• _SHORT TASK_
Rewrite all the rows below, requests included but pictures omitted, multiplying each x and y coordinate in the answers by 0.3 and rounding to whole numbers with halves rounded up. Leave the numbers in the requests and their samples unchanged.

-- Begin INPUT ROWS --

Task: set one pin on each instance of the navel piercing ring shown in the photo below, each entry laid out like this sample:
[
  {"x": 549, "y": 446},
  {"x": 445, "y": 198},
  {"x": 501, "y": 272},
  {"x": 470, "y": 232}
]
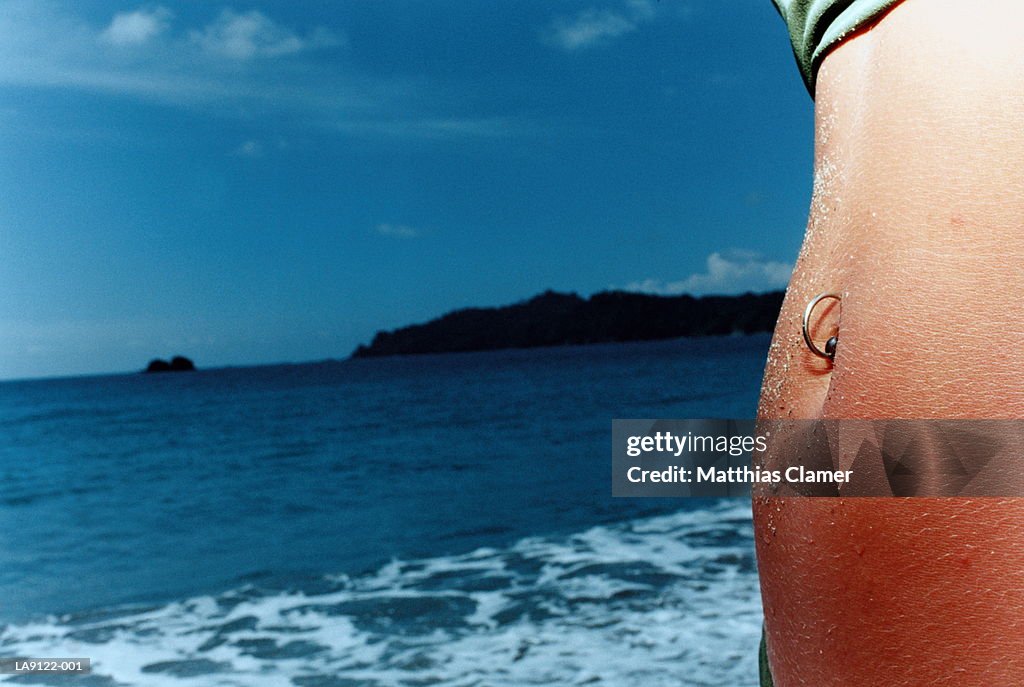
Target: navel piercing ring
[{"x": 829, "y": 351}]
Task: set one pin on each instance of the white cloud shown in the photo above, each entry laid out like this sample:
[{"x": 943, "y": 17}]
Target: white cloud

-- End INPUT ROWS --

• _RESPONSE TO THE EXERCISE_
Task: set one pin on each instance of the navel piercing ring shown in the photo below, each entry laid out like this sample:
[
  {"x": 549, "y": 446},
  {"x": 445, "y": 198},
  {"x": 501, "y": 272},
  {"x": 470, "y": 232}
]
Target: navel piercing ring
[{"x": 249, "y": 105}]
Task: set one pin on each instance of the white cloud shown in the photo above, each entry laid out like this sample:
[{"x": 943, "y": 17}]
Target: white cloud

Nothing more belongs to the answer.